* _Excerpt_:
**********
A little bit of background information, I am looking into starting testosterone therapy. The only problem is, my family and myself have a history of heart problems, and I understand that some studies have shown that testosterone can have adverse affects to heart health. However, some people claim that it in fact does not pose a significantly increased risk to heart health. I'm looking for medical journals, studies, documents etc. detailing the effects that testosterone has on the heart. My boyfriend is incredibly worried for me in this regard and it is for this reason that he is very against the idea of me taking hormones, even though he is fully aware that it would help me, he is very worried about me having a heart attack, potentially dying.
I have told him that there are no guarantees, but he unfortunately is a man whose mind cannot rest until he gets hard proof of something.
I am going to do research into this myself, of course, but in the meantime if any of you have any good resources I could share with him that document the effects on the heart of HRT in transgender men, it would be greatly appreciated. For added context, the "history of heart problems" I'm talking about are: last year my maternal grandmother had a couple of strokes and had to have open heart surgery because of it. She has never had the greatest diet, though, and struggles with obesity. In terms of me personally, I was born premature and had a lot of health complications as a young child. I will admit I do not quite remember what all I had problems with, but I had an abnormal heartbeat for most of my younger years, although it did eventually fade with time. I no longer have this odd heartbeat rhythm, but it is something I did have at one point in time.
Of course, even if you don't have any links, if you have personal information regarding this topic I would be thrilled to hear it as well. I really want to reassure my boyfriend that I will be okay, or not... depending on what research will turn up. I really don't want to have to tell him "Hey baby, you know that thing you were worried about? Yeah, it'll probably happen to me. Oops." As well as for my own peace of mind.
Finally, a pooner worries that a classmate's insulting caricature of her is indicative that the knowledge of troons 'n' poons has escaped "containment," seemingly under the impression that this was some kind of secret intracommunity language rather than a method of sexing transgenders the way one might refer to toms and queens or bulls and cows. Link | Archive
A couple months ago someone I loosely know drew a joke art of me (pooner) during class It looked exactly like a pooner drawing: big black shiny eyes, puffy lips, round ass face, prominent ears
As far as I know this person is cis, meaning a cis person perfectly replicated pooner art on the spot just by looking at me, or they are a boymoder that did a containment breach
Really hoping it's a containment breach because if not ouch...
Edit: realized the title might be misleading, the person that drew the art of me knows I'm trans, I only started passing bc of T more recently
Agreed very female. Its popular in spaces that claim they are attracted to ‘tumblrsexyman” like the onceler, Alastor, and the tv guy from poppy playtime, and then basically write fanfiction/sjw art depicting them as soft uwu boys or larp as them because they are so ‘gender’ . Tbh i think it’s mostly a joke but people who try to emulate these characters are either school shooters or you know…the gender specials
Very rarely do I come across faggots simping for murderers, but it's a big thing with Dead by Daylight. Gay bara artists drooling over gay bara coded murderers. Then you got women who choose to make it their life's mission to simp over.. Medic from TF2. A random clown. A background henchman. The average dude may be a depraved gooner but women are always of either extreme: Aromantic asexual (gooner) or proud gooner (feet fungus decapitation type shit).
Straight men (what they try to larp as) are on the bottom of their victim olympics, meaning that in their worldview they are the most privileged group and therefore are not allowed to whine, otherwise they would be called incels and told to kill themselves if they get whiny about their dating life
I need examples of pooners celebrating being called cis white colonizing rapists or something. The same way they celebrate "male phobic" animals biting them.
**********
* _Exercise instructions_:
1 > According to the excerpt, what surgery did the writer's maternal grandmother have last year?
2 > Reproduce verbatim the part of the excerpt that opens with the words containing "A little bit" and closes with "attack, potentially dying.".
**********
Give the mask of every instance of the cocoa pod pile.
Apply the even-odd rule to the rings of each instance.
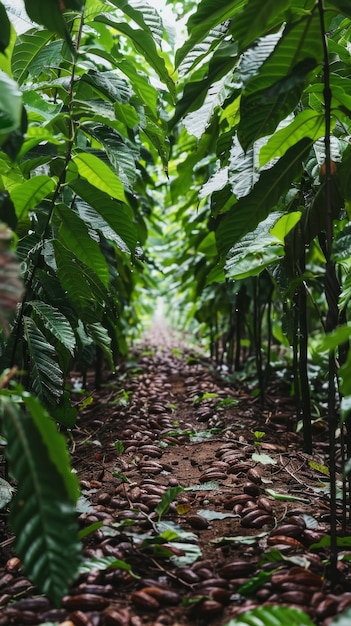
[[[89,504],[78,512],[79,525],[100,522],[83,541],[84,559],[112,557],[131,571],[92,567],[54,608],[9,551],[0,561],[0,626],[222,626],[275,603],[328,626],[325,620],[351,606],[348,561],[340,563],[342,592],[332,593],[324,578],[328,552],[313,547],[327,534],[327,503],[322,508],[317,496],[306,504],[267,493],[268,487],[300,494],[294,489],[301,491],[303,480],[284,471],[296,438],[284,439],[281,415],[266,424],[250,394],[214,375],[201,358],[149,352],[120,366],[73,433],[73,464]],[[128,401],[118,404],[114,394],[122,388]],[[226,399],[233,403],[223,408]],[[258,429],[269,431],[262,450],[274,464],[252,457]],[[101,445],[84,446],[87,433]],[[160,514],[177,487],[183,490]],[[194,545],[199,552],[191,559]]]

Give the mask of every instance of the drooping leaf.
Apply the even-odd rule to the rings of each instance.
[[[130,24],[123,23],[121,21],[115,22],[106,14],[97,16],[96,20],[98,22],[102,22],[103,24],[107,24],[129,38],[135,46],[137,52],[140,53],[155,70],[162,82],[166,85],[172,99],[175,100],[174,82],[167,71],[164,59],[158,54],[154,38],[150,32],[140,28],[134,29]]]
[[[70,187],[87,205],[93,208],[92,211],[89,211],[89,206],[82,206],[78,203],[78,211],[82,218],[101,230],[107,239],[115,241],[121,250],[134,252],[137,244],[137,232],[132,210],[125,204],[112,200],[108,194],[83,180],[71,181]],[[106,230],[106,225],[112,232]],[[123,240],[127,248],[120,239]]]
[[[17,82],[22,83],[30,73],[38,55],[52,39],[53,35],[47,30],[32,29],[21,35],[16,43],[12,55],[12,72]]]
[[[97,277],[94,279],[93,272],[79,265],[73,253],[59,241],[54,240],[52,245],[57,263],[57,276],[71,306],[85,322],[96,322],[102,316],[103,304],[107,297],[103,285],[100,286]]]
[[[56,352],[30,317],[23,318],[33,392],[46,405],[55,404],[63,392],[63,375]]]
[[[27,304],[32,307],[45,328],[73,355],[76,339],[72,326],[63,313],[40,300],[32,300]]]
[[[94,154],[81,152],[73,157],[73,161],[78,168],[79,174],[90,182],[91,185],[94,185],[94,187],[104,191],[116,200],[126,202],[120,179],[101,159]]]
[[[308,154],[311,143],[304,139],[289,148],[271,169],[261,172],[251,193],[240,198],[222,217],[216,231],[221,254],[227,253],[241,237],[266,219],[270,211],[278,208],[279,198],[302,172],[302,159]]]
[[[22,93],[15,81],[0,70],[0,145],[20,128],[21,118]]]
[[[0,2],[0,53],[4,53],[10,43],[11,24],[6,9]]]
[[[238,127],[238,138],[245,150],[259,137],[272,134],[293,111],[306,77],[321,60],[319,16],[313,11],[286,26],[260,72],[245,87]]]
[[[54,189],[55,181],[45,174],[34,176],[21,185],[13,187],[10,197],[15,205],[18,219],[24,220],[28,211],[35,209]]]
[[[111,338],[109,337],[106,328],[96,322],[95,324],[87,324],[86,331],[89,337],[93,339],[94,344],[101,348],[107,358],[109,367],[113,369]]]
[[[63,245],[87,267],[90,267],[107,287],[109,271],[98,242],[93,239],[85,222],[63,203],[56,204],[55,211],[60,221],[59,238]],[[94,232],[94,231],[92,231]]]
[[[63,11],[65,9],[74,9],[79,11],[85,0],[24,0],[28,16],[33,22],[42,24],[53,33],[57,33],[71,46],[71,38],[67,28]]]
[[[2,412],[6,457],[18,483],[10,515],[15,548],[29,578],[58,605],[80,561],[75,502],[62,473],[69,469],[65,465],[58,471],[51,457],[58,460],[65,442],[48,416],[40,416],[38,427],[36,413],[22,412],[7,398],[2,399]]]
[[[160,521],[161,517],[167,513],[170,504],[172,504],[178,493],[181,491],[184,491],[183,487],[170,487],[162,494],[161,501],[155,508],[155,513],[158,515],[158,521]]]
[[[334,122],[335,123],[335,122]],[[277,130],[260,150],[260,166],[272,159],[283,156],[295,143],[309,137],[316,141],[325,135],[325,116],[323,113],[305,109],[289,124]]]
[[[3,509],[13,498],[15,488],[4,478],[0,478],[0,509]]]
**********
* _Task results_:
1 > She had open heart surgery after having a couple of strokes.

2 >
A little bit of background information, I am looking into starting testosterone therapy. The only problem is, my family and myself have a history of heart problems, and I understand that some studies have shown that testosterone can have adverse affects to heart health. However, some people claim that it in fact does not pose a significantly increased risk to heart health. I'm looking for medical journals, studies, documents etc. detailing the effects that testosterone has on the heart. My boyfriend is incredibly worried for me in this regard and it is for this reason that he is very against the idea of me taking hormones, even though he is fully aware that it would help me, he is very worried about me having a heart attack, potentially dying.